Recopiez mot pour mot le passage de l'article sur la finérénone situé entre « Publié le 25 » et « Journal of Medicine(1). », ces deux passages inclus.

● **Extrait fourni**
—————

Publié le 25 oct 2024Lecture 6 min
La finérénone diminue le taux de réhospitalisations chez les insuffisants cardiaques à fraction d’éjection préservée
Jean-Sébastien HULOT, Université Paris Cité, INSERM, PARCC, Paris ; CIC1418 and DMU CARTE, AP-HP, Hôpital européen Georges-Pompidou, Paris
Après les inhibiteurs de SGLT2, la finérénone (un nouvel antialdostérone non stéroïdien) démontre son bénéfice chez les insuffisants cardiaques avec fraction d’éjection ≥ 40 % en réduisant l’incidence d’un critère composite combinant décès cardiovasculaire et hospitalisations ou visites urgentes liées à l’insuffisance cardiaque. C’est ce qu’a montré l’étude FINEARTS-HF dont les résultats ont été présentés en session plénière Hotline lors du congrès ESC 2024 et publiés simultanément dans le New England Journal of Medicine(1).

—————

● **Données fournies**
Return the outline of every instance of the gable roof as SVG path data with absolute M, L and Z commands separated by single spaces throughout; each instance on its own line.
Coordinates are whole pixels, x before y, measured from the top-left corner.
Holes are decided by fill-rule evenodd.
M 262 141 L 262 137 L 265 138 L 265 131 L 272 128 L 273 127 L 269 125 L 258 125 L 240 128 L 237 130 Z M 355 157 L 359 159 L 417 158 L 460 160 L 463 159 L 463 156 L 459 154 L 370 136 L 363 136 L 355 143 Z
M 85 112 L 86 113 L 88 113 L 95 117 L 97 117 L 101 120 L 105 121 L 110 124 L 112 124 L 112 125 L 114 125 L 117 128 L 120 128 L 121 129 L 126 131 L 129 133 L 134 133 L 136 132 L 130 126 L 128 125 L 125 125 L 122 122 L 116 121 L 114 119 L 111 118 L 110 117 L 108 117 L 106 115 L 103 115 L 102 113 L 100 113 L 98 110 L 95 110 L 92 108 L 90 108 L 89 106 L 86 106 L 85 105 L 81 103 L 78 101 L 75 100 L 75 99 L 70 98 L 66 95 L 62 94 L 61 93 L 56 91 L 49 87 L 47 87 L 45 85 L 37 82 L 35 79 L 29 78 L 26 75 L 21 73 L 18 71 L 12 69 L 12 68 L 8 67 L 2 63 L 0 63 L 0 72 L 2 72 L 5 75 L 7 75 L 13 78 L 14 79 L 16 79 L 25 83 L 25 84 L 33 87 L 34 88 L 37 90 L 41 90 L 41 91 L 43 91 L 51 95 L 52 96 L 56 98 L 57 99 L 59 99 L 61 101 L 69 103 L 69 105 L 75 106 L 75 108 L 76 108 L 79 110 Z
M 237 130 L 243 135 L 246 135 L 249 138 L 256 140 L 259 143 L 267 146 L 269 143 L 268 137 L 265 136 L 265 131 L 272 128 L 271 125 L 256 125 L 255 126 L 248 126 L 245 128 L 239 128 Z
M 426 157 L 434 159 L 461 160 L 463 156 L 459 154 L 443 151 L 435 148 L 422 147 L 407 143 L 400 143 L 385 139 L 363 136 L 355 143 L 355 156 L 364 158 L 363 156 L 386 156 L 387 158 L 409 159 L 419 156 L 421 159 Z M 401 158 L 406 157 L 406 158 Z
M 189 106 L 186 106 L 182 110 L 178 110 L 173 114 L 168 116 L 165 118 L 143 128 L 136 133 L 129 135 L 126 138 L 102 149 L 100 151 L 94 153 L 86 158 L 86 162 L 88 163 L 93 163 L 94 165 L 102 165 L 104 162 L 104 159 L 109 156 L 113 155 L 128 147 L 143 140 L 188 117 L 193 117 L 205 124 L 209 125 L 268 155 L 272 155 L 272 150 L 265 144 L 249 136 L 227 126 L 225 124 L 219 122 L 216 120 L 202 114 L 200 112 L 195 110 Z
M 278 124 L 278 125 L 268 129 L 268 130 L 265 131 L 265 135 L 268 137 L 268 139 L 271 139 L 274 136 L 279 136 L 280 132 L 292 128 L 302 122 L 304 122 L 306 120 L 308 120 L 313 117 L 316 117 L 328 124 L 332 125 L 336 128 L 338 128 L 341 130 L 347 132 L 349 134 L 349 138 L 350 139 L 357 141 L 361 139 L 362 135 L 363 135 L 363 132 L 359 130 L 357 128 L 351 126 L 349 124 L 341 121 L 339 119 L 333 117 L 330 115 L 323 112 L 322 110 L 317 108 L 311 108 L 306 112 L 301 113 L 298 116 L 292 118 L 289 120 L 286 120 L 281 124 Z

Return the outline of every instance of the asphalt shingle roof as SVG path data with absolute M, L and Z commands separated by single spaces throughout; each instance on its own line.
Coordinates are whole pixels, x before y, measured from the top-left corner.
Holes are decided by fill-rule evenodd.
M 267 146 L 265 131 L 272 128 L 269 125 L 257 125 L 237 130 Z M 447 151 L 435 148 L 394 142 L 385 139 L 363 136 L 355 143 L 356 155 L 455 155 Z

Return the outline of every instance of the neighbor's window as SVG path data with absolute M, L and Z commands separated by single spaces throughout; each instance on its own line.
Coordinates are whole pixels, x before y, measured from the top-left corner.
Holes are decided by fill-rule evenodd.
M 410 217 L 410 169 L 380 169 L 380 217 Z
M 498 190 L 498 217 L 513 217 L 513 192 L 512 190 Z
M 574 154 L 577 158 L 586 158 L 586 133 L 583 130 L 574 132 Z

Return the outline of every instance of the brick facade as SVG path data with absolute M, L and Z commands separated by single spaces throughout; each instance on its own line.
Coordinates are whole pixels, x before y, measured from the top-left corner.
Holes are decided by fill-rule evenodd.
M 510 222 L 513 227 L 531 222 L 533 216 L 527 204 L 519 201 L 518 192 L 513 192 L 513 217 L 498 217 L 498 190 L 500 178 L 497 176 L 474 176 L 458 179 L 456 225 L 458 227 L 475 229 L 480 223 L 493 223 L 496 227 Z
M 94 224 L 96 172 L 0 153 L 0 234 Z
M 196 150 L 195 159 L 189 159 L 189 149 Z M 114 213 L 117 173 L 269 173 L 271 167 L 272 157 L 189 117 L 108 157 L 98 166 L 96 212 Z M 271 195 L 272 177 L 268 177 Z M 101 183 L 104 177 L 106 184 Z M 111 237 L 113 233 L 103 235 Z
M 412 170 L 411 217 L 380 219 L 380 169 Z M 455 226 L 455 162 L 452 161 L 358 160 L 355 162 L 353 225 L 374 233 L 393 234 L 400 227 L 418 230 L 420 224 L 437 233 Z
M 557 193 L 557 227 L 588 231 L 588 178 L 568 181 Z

—————

● **Solution rédigée**
Publié le 25 oct 2024Lecture 6 min
La finérénone diminue le taux de réhospitalisations chez les insuffisants cardiaques à fraction d’éjection préservée
Jean-Sébastien HULOT, Université Paris Cité, INSERM, PARCC, Paris ; CIC1418 and DMU CARTE, AP-HP, Hôpital européen Georges-Pompidou, Paris
Après les inhibiteurs de SGLT2, la finérénone (un nouvel antialdostérone non stéroïdien) démontre son bénéfice chez les insuffisants cardiaques avec fraction d’éjection ≥ 40 % en réduisant l’incidence d’un critère composite combinant décès cardiovasculaire et hospitalisations ou visites urgentes liées à l’insuffisance cardiaque. C’est ce qu’a montré l’étude FINEARTS-HF dont les résultats ont été présentés en session plénière Hotline lors du congrès ESC 2024 et publiés simultanément dans le New England Journal of Medicine(1).